> _Dataset content_:
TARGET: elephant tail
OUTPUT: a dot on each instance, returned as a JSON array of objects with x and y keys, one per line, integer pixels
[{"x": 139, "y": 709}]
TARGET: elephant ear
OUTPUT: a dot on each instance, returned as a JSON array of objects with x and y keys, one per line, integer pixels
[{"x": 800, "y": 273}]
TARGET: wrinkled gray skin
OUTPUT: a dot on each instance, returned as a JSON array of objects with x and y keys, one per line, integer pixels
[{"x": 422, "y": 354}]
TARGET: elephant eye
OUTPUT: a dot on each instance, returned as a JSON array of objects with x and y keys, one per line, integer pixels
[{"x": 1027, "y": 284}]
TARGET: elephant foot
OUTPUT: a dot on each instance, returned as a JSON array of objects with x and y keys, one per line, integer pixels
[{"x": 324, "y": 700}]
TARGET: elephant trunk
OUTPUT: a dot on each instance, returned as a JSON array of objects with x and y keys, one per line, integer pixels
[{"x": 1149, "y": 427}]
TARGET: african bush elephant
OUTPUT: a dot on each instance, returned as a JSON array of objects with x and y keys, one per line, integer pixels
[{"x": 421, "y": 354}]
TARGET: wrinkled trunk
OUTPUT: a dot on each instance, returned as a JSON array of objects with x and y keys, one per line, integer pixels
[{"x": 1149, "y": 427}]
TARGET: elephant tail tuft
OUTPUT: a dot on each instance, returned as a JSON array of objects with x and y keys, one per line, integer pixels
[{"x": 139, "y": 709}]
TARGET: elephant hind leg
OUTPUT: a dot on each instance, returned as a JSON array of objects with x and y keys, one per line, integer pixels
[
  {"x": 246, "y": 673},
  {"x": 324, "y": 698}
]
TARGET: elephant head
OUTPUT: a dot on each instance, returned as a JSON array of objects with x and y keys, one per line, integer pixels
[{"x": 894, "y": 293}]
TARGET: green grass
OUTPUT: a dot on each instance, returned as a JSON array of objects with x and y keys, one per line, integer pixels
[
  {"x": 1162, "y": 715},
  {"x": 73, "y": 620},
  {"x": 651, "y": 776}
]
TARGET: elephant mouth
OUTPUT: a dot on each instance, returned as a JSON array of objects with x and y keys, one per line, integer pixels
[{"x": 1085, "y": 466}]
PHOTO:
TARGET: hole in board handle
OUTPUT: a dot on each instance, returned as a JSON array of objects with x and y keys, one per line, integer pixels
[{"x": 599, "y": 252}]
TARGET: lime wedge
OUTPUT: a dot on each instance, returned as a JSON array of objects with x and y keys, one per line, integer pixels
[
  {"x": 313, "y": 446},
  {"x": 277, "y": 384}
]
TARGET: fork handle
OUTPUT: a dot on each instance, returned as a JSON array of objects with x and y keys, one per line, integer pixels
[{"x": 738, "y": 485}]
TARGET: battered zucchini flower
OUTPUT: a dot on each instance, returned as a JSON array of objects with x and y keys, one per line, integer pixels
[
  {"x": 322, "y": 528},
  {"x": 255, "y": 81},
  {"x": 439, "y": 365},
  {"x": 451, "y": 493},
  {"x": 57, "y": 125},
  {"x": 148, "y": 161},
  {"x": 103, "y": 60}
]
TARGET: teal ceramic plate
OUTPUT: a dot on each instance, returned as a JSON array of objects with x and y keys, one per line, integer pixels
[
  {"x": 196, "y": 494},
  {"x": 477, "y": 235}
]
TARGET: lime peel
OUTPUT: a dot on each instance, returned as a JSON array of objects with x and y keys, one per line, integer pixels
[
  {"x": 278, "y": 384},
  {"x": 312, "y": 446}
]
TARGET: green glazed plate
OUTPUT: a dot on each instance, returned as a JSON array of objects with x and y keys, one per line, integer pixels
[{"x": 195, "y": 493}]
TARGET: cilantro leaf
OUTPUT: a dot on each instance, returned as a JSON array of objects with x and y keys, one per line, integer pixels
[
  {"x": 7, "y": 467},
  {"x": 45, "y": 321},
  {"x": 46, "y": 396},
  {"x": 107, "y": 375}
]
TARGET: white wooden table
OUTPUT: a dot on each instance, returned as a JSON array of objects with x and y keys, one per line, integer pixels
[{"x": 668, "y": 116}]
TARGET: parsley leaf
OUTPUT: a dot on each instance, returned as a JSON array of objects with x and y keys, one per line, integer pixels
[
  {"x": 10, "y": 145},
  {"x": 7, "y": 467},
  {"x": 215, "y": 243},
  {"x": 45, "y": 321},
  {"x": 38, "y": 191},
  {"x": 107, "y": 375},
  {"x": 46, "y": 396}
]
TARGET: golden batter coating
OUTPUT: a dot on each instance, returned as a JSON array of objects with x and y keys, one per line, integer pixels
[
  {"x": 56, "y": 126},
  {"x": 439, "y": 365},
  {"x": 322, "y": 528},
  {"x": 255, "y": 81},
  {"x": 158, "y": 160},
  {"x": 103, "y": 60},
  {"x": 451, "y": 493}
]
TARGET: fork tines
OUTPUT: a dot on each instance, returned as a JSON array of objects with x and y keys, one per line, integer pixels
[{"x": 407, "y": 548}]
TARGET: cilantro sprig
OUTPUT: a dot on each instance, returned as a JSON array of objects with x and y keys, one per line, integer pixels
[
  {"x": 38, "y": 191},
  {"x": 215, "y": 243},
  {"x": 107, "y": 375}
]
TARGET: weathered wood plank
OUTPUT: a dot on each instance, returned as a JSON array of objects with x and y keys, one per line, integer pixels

> _Exercise_: Return every record, word for word.

> _Complete answer_:
TARGET: elephant tail
OUTPUT: a dot on each instance, returned as a JSON array of objects with x and y keys, one per line, integer pixels
[{"x": 139, "y": 709}]
TARGET: elephant ear
OUTPUT: a dot on each instance, returned as a JSON array of objects with x and y keys, one per line, integer pixels
[{"x": 800, "y": 273}]
TARGET: wrinkled gray skin
OUTPUT: a dot on each instance, returned as a JSON array of objects with x and y keys, one per line, integer pixels
[{"x": 422, "y": 354}]
TARGET: elephant eye
OUTPUT: a dot on each instance, returned as a JSON array of objects with x and y keys, one per line, integer pixels
[{"x": 1027, "y": 284}]
TARGET: elephant foot
OUTPUT: a dot on each instance, returned as a JSON array of objects with x and y keys, one per line, integer pixels
[{"x": 324, "y": 700}]
TARGET: elephant trunk
OUTPUT: a dot on each instance, returned as a JSON array of objects with x and y keys, one per line, integer pixels
[{"x": 1149, "y": 427}]
TARGET: african bush elephant
OUTPUT: a dot on each instance, returned as a JSON array of objects with x and y keys, one per line, integer pixels
[{"x": 421, "y": 354}]
TARGET: wrinkled trunk
OUTPUT: a dot on each instance, returned as a JSON array of objects with x and y keys, one per line, integer pixels
[{"x": 1149, "y": 427}]
TARGET: elephant tail tuft
OUTPUT: a dot on each instance, returned as a JSON array of objects with x and y keys, one per line, integer pixels
[{"x": 139, "y": 709}]
TARGET: elephant hind leg
OUTPUT: a dot on each instance, returned as a JSON array of objects with x and y keys, one per line, integer pixels
[
  {"x": 246, "y": 673},
  {"x": 324, "y": 698}
]
TARGET: elephant head
OUTPUT: a dot on each instance, returned as a JSON array of objects with x and y keys, one per line, integer pixels
[{"x": 894, "y": 293}]
TARGET: green grass
OUTPUT: a dot on each instance, returned as a JSON array of objects with x and y keys, one per line, integer pixels
[
  {"x": 1162, "y": 715},
  {"x": 73, "y": 620},
  {"x": 651, "y": 776}
]
TARGET: elephant mouth
OUTPUT: a dot on each instance, returned as a JSON array of objects with x and y keys, one per line, integer pixels
[{"x": 1085, "y": 466}]
PHOTO:
TARGET: hole in board handle
OUTPUT: a dot on each instance, returned as a JSON array of objects with x and y keys, one per line, integer pixels
[{"x": 599, "y": 252}]
TARGET: lime wedge
OUTPUT: a dot on each instance, returned as a JSON array of objects with x and y keys, one per line, integer pixels
[
  {"x": 313, "y": 446},
  {"x": 277, "y": 384}
]
TARGET: fork handle
OUTPUT: a dot on each instance, returned as a JSON array of objects with x and y keys, one per line, integer pixels
[{"x": 738, "y": 485}]
TARGET: battered zucchini flower
OUTPUT: a dot on each instance, returned as a JSON array of objects with x and y keys, one per line, integer pixels
[
  {"x": 322, "y": 528},
  {"x": 255, "y": 81},
  {"x": 439, "y": 365},
  {"x": 451, "y": 493},
  {"x": 57, "y": 125},
  {"x": 148, "y": 161},
  {"x": 103, "y": 60}
]
TARGET: teal ceramic plate
OUTPUT: a dot on each instance, returned as a JSON array of objects with x and y keys, one per line, integer pixels
[
  {"x": 196, "y": 494},
  {"x": 477, "y": 235}
]
TARGET: lime peel
OUTPUT: a dot on each instance, returned as a JSON array of objects with x and y keys, one per line, integer pixels
[
  {"x": 278, "y": 384},
  {"x": 312, "y": 446}
]
TARGET: green glazed plate
OUTPUT: a dot on each instance, returned as a JSON array of objects with x and y keys, one per line, integer pixels
[{"x": 195, "y": 493}]
TARGET: cilantro leaf
OUTPUT: a dot on each instance, returned as a JSON array of objects with x and y keys, one per line, integer pixels
[
  {"x": 7, "y": 467},
  {"x": 45, "y": 321},
  {"x": 46, "y": 396},
  {"x": 107, "y": 375}
]
TARGET: white wooden table
OUTPUT: a dot on each instance, returned as a JSON array of objects with x and y keys, one per line, integer pixels
[{"x": 668, "y": 116}]
TARGET: parsley leaf
OUTPUT: a dot on each instance, returned as a JSON array of objects with x and y keys, one per line, integer pixels
[
  {"x": 10, "y": 145},
  {"x": 7, "y": 467},
  {"x": 215, "y": 243},
  {"x": 45, "y": 321},
  {"x": 38, "y": 191},
  {"x": 107, "y": 375},
  {"x": 46, "y": 396}
]
TARGET: golden batter coating
OUTPUT: a dot on each instance, returned as a JSON array of objects with x and y keys, one per line, integer pixels
[
  {"x": 56, "y": 126},
  {"x": 439, "y": 365},
  {"x": 322, "y": 528},
  {"x": 255, "y": 81},
  {"x": 158, "y": 160},
  {"x": 103, "y": 60},
  {"x": 451, "y": 493}
]
TARGET: fork tines
OUTPUT: a dot on each instance, returned as a JSON array of objects with x and y keys, one per line, integer pixels
[{"x": 407, "y": 548}]
TARGET: cilantro sprig
OUTPUT: a dot on each instance, returned as a JSON array of objects with x and y keys, one per line, integer pixels
[
  {"x": 38, "y": 191},
  {"x": 215, "y": 243},
  {"x": 107, "y": 375}
]
TARGET: weathered wood plank
OUTPUT: a dot on each instance, returned as a JSON array of objects with x and y keys, one per line, integer pixels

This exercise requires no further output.